* [EXTRAIT]:
'''

Restitution du mandat de Calvin

Le mandat de Calvin restitué aux Archives d’État le jeudi 12 octobre 2017 est visible dans l’exposition Côté chaire, côté rue, prolongée jusqu’au 1er mars 2018.

Entrée libre du lundi au vendredi de 8h à 17h, rue de l’Hôtel-de-Ville 1

 

 

Un  mandat disparu réapparaît à New York

Au mois de novembre 2016, un mandat du réformateur Jean Calvin figure dans le catalogue d’une vente prévue à New York par Sotheby’s. Découvrant cette vente, Genève souhaite alors rentrer en possession d’une pièce dont elle s’estime propriétaire légitime. Le président du Conseil d’État écrit officiellement à la maison de vente qui immédiatement retire le document de son catalogue, comme cela arrive lorsqu’un objet pose un problème juridique.

Quand a-t-il été volé?

'''

* [JEU DE DONNÉES]:
'''

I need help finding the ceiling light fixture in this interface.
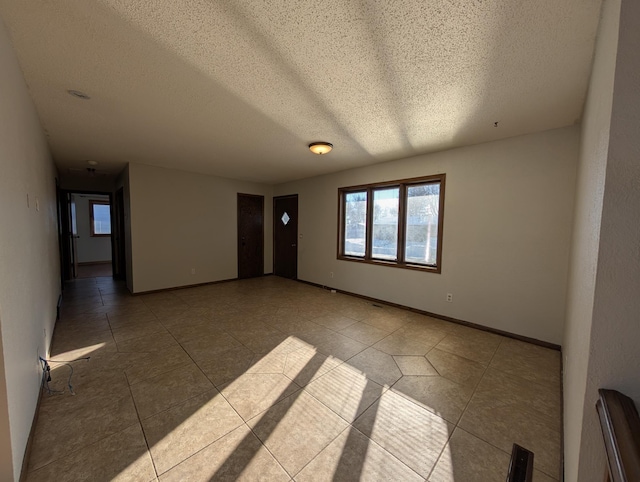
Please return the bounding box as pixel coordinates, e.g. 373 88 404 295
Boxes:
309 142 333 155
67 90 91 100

'''
'''

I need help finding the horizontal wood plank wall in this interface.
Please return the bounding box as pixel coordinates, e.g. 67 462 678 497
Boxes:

'''
'''

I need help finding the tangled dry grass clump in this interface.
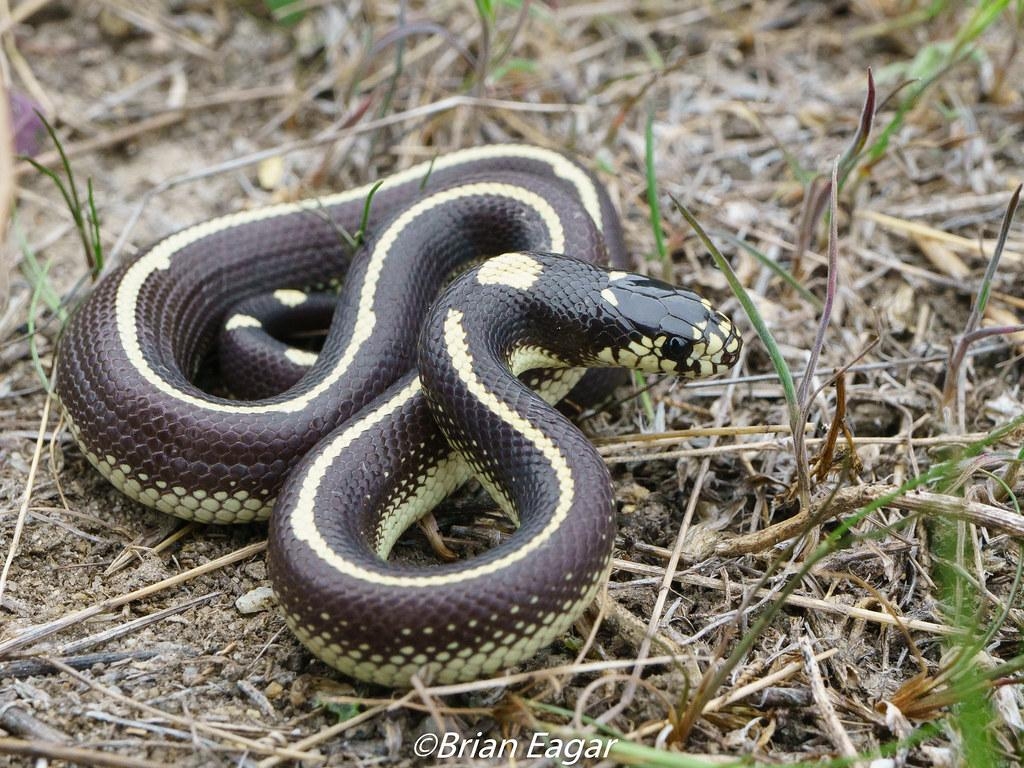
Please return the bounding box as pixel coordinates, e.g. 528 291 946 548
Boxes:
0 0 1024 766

'''

* [CONSIGNE]:
Pouvez-vous prolonger le texte sur la restitution du mandat de Calvin en reprenant juste après sa dernière phrase ?

* [RÉSULTAT]:
Sans en avoir la preuve formelle, on peut supposer que ce mandat a fait partie d’une collection que s’était constituée un célèbre historien genevois en piochant au cours du XIXe siècle dans les fonds des Archives d’État. L’indélicat tente ensuite de vendre sa très importante collection à Paris, sans succès. Finalement, les descendants de la troisième génération restituent officiellement ces documents historiques aux Archives d’État. Mais pas tous. En effet, depuis cette restitution, des pièces de nature identique apparaissent au gré des catalogues et des ventes.

Quel droit appliquer?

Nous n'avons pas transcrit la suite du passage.